> YOUR TASK: In the listing below, take the stretch from the line containing "pin: the circular" through the end of the listing and give it again, switching "silver car" to "gray car" and leaving everything else unchanged.

> SOURCE MATERIAL:
^^^^
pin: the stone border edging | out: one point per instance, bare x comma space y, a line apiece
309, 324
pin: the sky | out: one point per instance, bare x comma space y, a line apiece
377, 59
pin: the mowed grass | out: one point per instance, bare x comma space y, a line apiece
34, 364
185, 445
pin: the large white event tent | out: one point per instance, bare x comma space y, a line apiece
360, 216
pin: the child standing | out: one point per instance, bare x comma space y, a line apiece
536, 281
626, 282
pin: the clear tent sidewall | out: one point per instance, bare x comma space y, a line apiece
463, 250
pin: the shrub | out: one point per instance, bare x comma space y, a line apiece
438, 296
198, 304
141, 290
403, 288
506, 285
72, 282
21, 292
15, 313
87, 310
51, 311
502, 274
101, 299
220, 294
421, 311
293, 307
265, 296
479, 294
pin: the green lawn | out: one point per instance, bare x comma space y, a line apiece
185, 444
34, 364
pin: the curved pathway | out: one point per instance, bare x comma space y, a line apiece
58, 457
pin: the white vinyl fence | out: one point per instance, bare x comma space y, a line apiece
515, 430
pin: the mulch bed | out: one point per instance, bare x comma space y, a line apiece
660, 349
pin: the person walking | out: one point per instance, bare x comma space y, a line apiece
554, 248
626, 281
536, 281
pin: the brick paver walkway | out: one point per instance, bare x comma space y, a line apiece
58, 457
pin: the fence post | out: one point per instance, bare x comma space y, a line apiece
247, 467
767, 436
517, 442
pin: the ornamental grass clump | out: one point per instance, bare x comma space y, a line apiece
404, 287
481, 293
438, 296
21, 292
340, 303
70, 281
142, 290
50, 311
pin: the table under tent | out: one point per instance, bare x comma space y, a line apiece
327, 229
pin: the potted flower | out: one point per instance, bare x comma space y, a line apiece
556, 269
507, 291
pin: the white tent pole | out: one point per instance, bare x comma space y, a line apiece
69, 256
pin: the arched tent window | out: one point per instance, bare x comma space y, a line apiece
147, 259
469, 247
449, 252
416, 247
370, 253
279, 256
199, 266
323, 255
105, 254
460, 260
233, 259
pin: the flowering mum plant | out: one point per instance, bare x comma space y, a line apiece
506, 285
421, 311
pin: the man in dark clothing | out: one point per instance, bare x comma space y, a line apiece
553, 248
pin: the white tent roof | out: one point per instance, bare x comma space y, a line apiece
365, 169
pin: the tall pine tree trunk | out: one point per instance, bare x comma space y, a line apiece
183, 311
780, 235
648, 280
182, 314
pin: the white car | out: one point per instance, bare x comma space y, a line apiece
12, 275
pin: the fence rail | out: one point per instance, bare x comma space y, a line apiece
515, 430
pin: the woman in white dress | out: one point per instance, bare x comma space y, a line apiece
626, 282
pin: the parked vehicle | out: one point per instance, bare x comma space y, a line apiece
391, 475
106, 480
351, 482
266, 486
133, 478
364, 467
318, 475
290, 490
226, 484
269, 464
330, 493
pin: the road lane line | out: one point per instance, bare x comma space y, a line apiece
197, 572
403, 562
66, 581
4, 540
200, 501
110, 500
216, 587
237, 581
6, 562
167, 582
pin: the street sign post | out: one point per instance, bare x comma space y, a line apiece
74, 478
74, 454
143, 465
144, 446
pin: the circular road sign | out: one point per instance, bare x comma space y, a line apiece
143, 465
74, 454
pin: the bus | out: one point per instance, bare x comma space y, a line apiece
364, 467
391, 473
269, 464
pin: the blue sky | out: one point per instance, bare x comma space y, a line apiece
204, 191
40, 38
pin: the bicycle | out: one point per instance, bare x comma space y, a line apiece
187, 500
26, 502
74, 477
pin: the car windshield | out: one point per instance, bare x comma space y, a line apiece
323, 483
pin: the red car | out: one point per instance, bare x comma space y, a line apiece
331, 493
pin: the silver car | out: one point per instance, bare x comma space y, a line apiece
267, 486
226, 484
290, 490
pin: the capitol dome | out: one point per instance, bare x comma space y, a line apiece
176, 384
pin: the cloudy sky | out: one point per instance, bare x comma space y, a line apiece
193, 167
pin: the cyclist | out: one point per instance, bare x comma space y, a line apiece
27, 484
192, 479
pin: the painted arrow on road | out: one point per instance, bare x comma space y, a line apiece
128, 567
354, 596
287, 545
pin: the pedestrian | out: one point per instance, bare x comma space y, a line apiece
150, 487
^^^^
> COMPLETED TASK:
pin: the circular road sign | out: one point per instance, bare x comma space y, a line apiece
143, 465
74, 454
pin: the bus | out: one point per instance, bare x comma space y, a line apiece
364, 467
391, 473
269, 464
pin: the blue sky | out: one point per instance, bare x comma space y, a line apiece
204, 191
40, 38
pin: the bicycle | out: one point per instance, bare x comma space y, a line apiece
187, 500
26, 502
74, 477
pin: the car windshield | out: one point per instance, bare x comma space y, a line apiece
323, 483
pin: the red car | out: one point per instance, bare x comma space y, a line apiece
331, 493
pin: the gray car | out: one point per instance, bare x comma space y, a line apiece
267, 486
226, 484
290, 490
pin: the capitol dome | out: one point per instance, bare x comma space y, a line apiece
176, 384
pin: the cloudy sky | out: one point per instance, bare x comma space y, a line apiece
193, 167
pin: the cyclist | out: one point per instance, bare x comma space y, a line apiece
27, 484
192, 479
pin: the painted arrow on road | out: one point per instance, bare x comma space y, a line apiece
128, 567
354, 596
287, 545
pin: the pedestrian | out: one point per instance, bare x comma space y, a line apiece
150, 487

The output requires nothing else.